- WHAT YOU WILL DO: Copy every line from the one that holds "the truck wheel." to the end of the records below, exactly and with nothing else, but without any pictures.

- INPUT DATA:
##########

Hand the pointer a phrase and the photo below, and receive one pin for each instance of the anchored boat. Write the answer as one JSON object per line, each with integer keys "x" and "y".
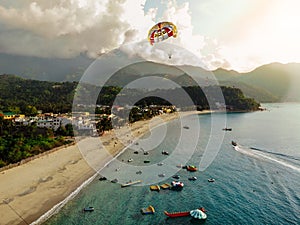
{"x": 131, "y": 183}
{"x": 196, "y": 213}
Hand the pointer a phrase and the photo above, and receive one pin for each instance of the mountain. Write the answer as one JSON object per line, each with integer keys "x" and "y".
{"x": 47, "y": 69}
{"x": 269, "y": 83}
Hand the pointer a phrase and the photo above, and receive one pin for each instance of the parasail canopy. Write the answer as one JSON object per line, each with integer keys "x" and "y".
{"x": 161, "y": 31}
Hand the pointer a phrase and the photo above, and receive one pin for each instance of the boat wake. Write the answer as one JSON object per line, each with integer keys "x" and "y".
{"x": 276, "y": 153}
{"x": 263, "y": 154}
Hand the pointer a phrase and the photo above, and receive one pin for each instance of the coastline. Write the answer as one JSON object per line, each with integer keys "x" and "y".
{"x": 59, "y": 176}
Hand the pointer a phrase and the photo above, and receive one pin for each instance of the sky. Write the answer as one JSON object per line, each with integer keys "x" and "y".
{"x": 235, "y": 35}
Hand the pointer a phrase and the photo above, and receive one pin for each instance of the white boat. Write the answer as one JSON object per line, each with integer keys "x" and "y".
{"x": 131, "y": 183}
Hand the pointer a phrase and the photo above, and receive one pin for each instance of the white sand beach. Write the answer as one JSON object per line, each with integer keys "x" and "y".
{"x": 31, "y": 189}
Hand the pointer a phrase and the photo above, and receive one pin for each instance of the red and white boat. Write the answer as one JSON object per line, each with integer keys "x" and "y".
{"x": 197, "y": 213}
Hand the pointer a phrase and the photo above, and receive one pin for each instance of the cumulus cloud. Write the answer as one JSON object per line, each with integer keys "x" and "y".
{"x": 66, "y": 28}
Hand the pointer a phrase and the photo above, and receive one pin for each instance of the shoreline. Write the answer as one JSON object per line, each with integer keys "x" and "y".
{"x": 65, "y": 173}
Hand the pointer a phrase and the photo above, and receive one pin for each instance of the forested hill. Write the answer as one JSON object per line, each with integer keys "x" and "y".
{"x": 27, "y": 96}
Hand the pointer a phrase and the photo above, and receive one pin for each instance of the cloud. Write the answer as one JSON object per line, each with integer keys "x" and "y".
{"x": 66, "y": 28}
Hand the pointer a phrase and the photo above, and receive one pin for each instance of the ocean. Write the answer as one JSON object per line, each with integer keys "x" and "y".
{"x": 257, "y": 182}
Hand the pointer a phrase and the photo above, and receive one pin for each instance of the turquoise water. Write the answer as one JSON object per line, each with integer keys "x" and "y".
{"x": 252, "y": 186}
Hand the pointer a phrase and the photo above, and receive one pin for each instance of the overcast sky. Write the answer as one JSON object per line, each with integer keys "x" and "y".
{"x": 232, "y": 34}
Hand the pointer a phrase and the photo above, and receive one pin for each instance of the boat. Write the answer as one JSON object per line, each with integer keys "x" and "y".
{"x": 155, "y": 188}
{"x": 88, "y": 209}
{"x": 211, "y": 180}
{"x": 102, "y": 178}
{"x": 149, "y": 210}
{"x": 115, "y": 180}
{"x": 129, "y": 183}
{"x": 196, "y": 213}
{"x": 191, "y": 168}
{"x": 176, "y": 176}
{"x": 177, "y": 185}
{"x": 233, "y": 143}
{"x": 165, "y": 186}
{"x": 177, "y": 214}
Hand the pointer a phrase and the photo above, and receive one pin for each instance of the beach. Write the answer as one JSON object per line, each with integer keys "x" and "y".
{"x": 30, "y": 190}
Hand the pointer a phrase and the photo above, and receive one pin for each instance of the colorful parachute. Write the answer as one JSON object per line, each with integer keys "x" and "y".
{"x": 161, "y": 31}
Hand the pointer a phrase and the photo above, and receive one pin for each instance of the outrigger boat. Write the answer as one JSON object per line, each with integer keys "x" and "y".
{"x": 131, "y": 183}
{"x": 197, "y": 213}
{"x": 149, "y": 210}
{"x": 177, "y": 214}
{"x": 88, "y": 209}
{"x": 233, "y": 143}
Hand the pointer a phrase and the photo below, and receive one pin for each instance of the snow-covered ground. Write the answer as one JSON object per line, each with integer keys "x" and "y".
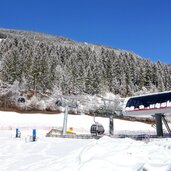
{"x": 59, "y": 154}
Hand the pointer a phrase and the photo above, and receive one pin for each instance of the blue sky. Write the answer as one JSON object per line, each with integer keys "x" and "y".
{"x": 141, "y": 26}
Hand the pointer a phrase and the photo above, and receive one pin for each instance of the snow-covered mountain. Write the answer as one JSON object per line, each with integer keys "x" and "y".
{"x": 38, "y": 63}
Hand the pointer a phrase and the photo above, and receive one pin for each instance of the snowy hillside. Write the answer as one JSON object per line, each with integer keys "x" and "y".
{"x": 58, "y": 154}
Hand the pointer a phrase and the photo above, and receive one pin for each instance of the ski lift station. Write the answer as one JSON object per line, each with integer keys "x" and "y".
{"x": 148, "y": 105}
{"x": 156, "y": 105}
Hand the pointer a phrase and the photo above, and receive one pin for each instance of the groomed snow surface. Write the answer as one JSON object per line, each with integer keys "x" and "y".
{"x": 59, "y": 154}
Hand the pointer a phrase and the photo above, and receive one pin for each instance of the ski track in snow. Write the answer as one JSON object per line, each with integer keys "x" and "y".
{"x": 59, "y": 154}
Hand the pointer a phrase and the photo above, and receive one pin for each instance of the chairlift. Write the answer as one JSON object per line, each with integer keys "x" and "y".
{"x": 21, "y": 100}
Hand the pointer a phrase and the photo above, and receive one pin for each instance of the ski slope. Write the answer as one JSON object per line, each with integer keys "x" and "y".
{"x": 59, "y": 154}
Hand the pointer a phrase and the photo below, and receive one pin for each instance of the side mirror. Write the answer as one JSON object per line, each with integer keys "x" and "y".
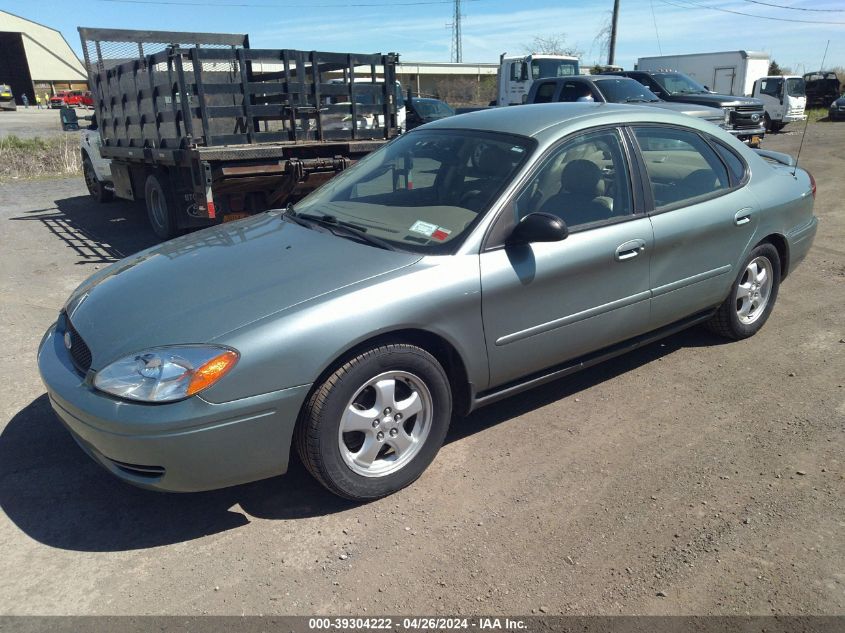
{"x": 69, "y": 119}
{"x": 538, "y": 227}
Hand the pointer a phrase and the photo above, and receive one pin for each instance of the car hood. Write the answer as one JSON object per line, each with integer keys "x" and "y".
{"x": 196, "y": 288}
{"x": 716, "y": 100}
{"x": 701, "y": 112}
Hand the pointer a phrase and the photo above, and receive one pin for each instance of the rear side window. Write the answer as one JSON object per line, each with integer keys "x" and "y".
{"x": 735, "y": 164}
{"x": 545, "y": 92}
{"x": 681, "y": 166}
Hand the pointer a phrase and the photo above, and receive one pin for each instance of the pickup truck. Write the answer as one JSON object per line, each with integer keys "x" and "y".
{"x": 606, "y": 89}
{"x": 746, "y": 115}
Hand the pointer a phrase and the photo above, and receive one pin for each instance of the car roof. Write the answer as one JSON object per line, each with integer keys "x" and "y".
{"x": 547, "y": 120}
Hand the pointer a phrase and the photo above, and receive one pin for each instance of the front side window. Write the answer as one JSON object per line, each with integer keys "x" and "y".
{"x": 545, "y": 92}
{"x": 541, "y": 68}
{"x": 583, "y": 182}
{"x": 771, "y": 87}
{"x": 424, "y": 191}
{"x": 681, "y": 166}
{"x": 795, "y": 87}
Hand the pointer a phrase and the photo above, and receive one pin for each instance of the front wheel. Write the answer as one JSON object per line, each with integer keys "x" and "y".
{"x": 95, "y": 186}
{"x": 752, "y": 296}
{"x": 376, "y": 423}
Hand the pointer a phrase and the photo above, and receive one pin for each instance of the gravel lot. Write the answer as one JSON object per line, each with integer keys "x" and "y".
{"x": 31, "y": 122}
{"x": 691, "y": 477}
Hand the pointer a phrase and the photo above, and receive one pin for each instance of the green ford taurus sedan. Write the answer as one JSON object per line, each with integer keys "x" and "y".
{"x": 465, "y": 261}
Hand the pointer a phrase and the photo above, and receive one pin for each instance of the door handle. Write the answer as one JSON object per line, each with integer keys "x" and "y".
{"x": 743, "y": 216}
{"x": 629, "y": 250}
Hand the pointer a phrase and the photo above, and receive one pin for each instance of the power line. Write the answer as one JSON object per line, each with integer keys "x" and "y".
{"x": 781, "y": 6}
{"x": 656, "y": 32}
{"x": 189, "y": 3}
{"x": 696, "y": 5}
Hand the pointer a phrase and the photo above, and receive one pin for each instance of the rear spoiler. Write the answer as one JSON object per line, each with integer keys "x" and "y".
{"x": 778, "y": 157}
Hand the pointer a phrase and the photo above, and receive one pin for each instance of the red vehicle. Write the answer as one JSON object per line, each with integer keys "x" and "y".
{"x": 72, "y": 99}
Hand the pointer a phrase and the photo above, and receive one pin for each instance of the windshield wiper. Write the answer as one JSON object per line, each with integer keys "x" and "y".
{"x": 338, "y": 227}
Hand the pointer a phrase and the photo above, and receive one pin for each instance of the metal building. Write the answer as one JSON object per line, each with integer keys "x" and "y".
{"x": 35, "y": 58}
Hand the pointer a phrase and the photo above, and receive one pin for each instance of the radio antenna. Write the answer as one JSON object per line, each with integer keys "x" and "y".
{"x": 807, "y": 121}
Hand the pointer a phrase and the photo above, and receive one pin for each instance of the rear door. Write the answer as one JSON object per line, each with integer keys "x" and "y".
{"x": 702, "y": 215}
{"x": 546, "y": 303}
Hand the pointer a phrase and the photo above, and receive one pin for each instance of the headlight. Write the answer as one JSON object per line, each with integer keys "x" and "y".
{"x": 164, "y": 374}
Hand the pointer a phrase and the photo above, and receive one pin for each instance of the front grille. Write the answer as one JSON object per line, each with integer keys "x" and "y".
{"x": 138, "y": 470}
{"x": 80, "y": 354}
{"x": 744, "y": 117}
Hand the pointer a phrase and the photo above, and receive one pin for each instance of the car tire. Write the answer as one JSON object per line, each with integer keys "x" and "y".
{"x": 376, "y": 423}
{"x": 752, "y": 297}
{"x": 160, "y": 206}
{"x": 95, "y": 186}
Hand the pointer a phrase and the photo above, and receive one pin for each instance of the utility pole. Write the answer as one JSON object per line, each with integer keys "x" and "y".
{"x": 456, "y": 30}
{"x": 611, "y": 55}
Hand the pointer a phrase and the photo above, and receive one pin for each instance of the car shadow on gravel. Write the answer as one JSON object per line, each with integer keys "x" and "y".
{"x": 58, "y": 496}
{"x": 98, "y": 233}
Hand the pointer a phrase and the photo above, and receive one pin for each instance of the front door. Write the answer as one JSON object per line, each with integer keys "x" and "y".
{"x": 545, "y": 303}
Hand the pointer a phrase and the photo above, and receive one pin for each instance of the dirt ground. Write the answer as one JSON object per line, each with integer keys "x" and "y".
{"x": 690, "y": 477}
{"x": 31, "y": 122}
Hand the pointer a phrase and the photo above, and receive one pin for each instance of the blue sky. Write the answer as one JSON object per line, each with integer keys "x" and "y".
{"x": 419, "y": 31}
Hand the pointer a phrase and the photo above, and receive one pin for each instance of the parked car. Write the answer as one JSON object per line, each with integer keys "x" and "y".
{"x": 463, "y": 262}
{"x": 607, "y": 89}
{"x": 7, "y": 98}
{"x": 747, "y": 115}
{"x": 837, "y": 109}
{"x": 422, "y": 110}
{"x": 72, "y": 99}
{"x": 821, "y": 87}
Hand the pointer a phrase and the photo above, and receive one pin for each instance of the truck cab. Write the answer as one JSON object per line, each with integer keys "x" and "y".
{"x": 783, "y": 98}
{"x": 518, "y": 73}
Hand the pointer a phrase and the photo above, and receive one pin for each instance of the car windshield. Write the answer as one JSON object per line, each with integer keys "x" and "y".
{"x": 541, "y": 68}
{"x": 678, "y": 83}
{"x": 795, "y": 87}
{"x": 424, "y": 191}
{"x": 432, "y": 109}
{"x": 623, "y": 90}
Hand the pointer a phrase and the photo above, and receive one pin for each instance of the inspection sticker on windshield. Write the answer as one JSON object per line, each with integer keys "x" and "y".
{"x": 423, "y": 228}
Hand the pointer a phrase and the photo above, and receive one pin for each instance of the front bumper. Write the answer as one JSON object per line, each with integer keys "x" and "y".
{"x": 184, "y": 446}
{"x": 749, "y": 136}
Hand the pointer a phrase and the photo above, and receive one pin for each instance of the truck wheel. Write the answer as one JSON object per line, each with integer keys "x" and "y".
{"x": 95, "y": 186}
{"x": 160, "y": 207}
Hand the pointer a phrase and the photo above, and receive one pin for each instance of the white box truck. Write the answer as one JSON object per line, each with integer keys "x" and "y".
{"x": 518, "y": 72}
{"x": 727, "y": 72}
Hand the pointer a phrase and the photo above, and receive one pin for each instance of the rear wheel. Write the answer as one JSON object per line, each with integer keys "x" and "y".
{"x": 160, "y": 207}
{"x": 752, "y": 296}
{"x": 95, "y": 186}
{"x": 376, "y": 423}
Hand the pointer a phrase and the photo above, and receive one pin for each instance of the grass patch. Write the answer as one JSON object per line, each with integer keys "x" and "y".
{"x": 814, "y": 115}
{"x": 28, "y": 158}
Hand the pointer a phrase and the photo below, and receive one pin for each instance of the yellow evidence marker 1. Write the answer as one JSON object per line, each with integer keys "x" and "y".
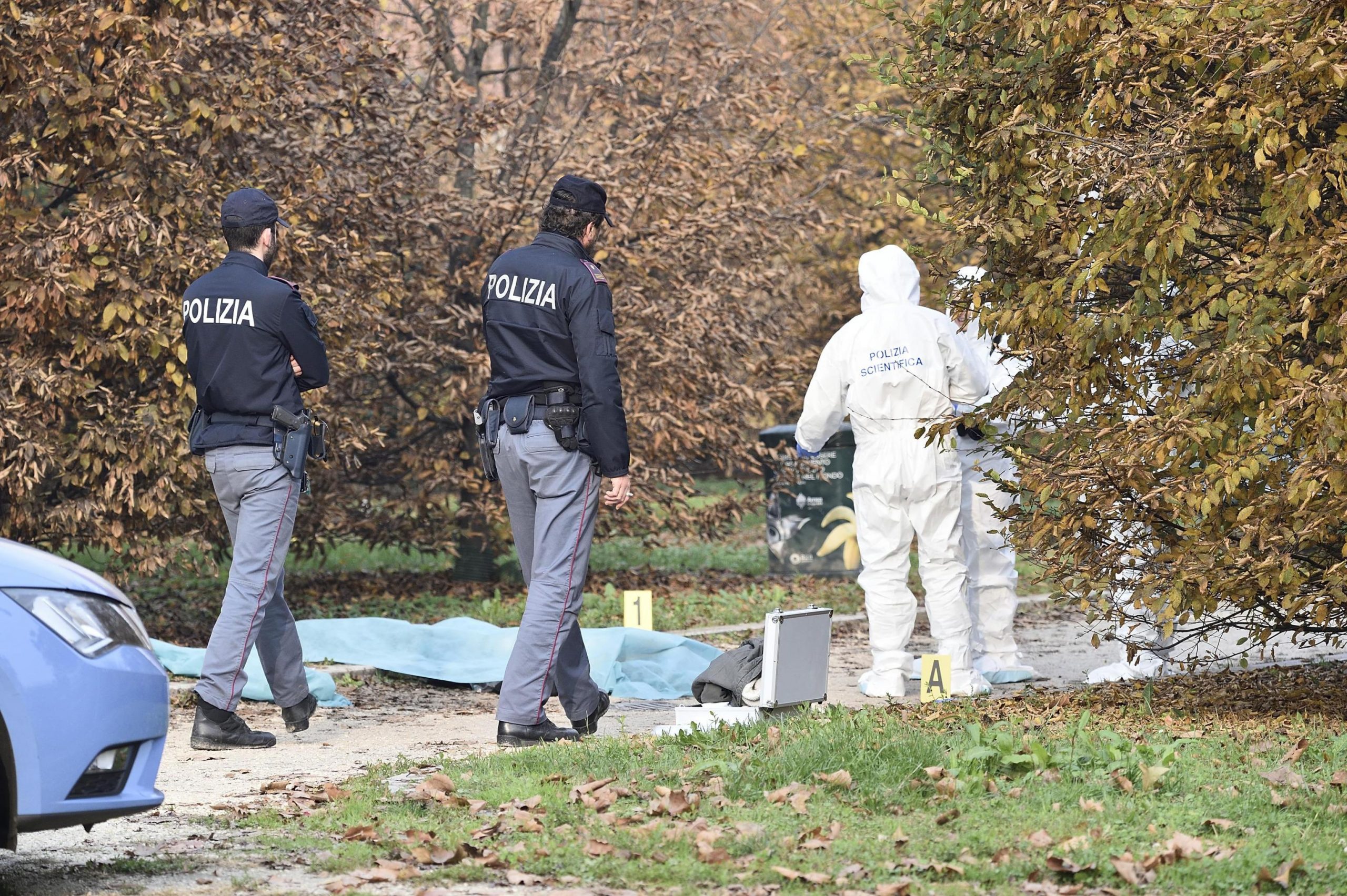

##########

- RESULT OF THIS EXERCISE:
Hand the pointer a phrase and the photo above, and receive one pin for each instance of the truck wheel. Write the answer as one JSON object per line, each with integer keys "x" and "y".
{"x": 95, "y": 186}
{"x": 160, "y": 207}
Hand the pointer a phrase and the photo above, and receive one pin for each instance of the white box truck. Write the answer as one JSON object per line, each with integer keys "x" and "y".
{"x": 518, "y": 72}
{"x": 727, "y": 72}
Hand the pointer a phrase and the photo above, and receive one pin for each instance of the rear wheel. Write the answer as one JSON object per line, each with integer keys "x" and "y".
{"x": 160, "y": 207}
{"x": 752, "y": 296}
{"x": 95, "y": 186}
{"x": 376, "y": 423}
Hand the pointer a phrase and the photo above, and receive one pin for each instance of the grass patch. Write the answer as one JSON object per line, each with integer keys "x" and "y".
{"x": 814, "y": 115}
{"x": 28, "y": 158}
Hand the pointer a phrase and the photo below, and receive one pin for each instance of the yellow evidence marker 1. Write the answer as one JSON object per line, each with integer keys "x" and "y".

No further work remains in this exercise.